* **TASKS**
1: Using the interview text, decide whether each statement agrees with it: (a) "Rainbow in the Dark" will take place at SALT Ulus in Ankara; (b) "Into the Country" is on view until 1st November 2014; (c) the Museum of Modern Art in Warsaw engages in interpreting and archiving social phenomena. For each, answer yes or no and quote the words of the text that decide it.
2: Quote the interview text word for word, beginning at the words "This exhibition brings" and stopping after the words "artists in Poland.".

* **EXCERPTED TEXT**
-=-=-
A Curious Interview: SALT, Poland and Rainbows
#photography & visual arts
small, A Curious Interview: SALT, Poland and Rainbows, Sebastian Cichocki, Łukasz Ronduda, ve November Paynter. Photo: Ali Cevat Uğraş –Anayurt Gazetesi/Newspaper, dsc_8325.jpg
As turkiye.culture.pl, we interviewed November Paynter, Associate Director of Programs and Research at SALT and Sebastian Cichocki, who is the curator of the upcoming exhibition "Rainbow in the Dark" that will take place at SALT Galata in Istanbul between 14 November, 2014 – 17 January, 2015, as a complementary event following the current exhibition, "Into the Country".
“Into the Country” is an inspiring new exhibition that is on view at SALT Ulus in Ankara until 1st November 2014, as part of the cultural programme celebrating the 600th year of Turkish-Polish diplomatic relations. It’s significant not only for its content but also for creating a valuable collaboration between Turkish and Polish artists on a topic that is relevant to both countries.
This exhibition brings together Turkey’s new research and culture institute, SALT, which engages in interpreting and archiving social phenomena, and the Museum of Modern Art in Warsaw, which promotes contemporary art and artists in Poland.
You can read more about both exhibitions in our articles: Into the Country & Rainbow In the Dark
Interview at SALT Ulus
There are many events and exhibitions taking place in Turkey within the cultural programme for the 600th year of Turkish-Polish relations. Each institution is collaborating with Turkish and/or Polish partners and creating relevant projects/events. How did you make the decision to have "Into the Country" open at SALT? Can you give us a little background story for the exhibition process?
-=-=-
* **SUPPLIED MATERIAL**
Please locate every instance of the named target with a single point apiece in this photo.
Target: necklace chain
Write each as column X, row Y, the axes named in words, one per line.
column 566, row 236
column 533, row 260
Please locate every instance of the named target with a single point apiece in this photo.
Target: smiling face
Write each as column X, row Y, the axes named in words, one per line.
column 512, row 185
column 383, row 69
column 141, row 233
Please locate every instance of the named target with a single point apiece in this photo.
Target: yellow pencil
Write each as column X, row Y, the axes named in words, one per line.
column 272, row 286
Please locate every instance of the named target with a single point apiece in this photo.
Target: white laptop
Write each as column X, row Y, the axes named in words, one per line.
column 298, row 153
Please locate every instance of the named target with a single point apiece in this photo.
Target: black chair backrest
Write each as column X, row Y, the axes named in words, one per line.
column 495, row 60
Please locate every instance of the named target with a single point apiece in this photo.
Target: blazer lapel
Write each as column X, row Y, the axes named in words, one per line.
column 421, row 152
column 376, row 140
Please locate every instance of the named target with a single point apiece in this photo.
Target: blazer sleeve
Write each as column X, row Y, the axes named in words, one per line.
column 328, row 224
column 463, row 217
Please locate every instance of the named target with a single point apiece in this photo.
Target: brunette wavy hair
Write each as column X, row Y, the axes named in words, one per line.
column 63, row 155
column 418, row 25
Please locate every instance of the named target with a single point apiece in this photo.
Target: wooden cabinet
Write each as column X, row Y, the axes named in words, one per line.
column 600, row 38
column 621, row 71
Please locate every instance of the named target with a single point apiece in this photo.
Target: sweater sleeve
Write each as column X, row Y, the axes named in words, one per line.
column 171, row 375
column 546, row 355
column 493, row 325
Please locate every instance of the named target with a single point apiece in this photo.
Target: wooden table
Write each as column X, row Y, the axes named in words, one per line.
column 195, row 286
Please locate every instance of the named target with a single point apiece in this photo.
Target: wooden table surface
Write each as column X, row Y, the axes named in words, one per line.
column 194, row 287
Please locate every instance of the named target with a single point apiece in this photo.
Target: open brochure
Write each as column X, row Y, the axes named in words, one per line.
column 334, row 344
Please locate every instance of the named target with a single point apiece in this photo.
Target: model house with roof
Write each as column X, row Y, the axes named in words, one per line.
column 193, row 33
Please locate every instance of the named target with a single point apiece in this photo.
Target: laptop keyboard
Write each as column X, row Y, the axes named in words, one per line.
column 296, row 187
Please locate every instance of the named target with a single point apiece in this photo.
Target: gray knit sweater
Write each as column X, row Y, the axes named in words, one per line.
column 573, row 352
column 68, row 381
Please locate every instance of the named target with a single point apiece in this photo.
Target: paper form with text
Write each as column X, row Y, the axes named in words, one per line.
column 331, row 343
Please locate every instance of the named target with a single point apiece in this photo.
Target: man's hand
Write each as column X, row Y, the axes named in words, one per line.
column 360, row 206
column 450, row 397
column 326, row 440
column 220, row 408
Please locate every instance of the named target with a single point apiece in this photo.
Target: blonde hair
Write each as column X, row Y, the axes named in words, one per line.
-=-=-
* **FINAL ANSWERS**
1:
(a) No: "will take place at SALT Galata in Istanbul"
(b) Yes: "on view at SALT Ulus in Ankara until 1st November 2014"
(c) No: "SALT, which engages in interpreting and archiving social phenomena, and the Museum of Modern Art in Warsaw, which promotes contemporary art and artists in Poland"

2:
This exhibition brings together Turkey’s new research and culture institute, SALT, which engages in interpreting and archiving social phenomena, and the Museum of Modern Art in Warsaw, which promotes contemporary art and artists in Poland.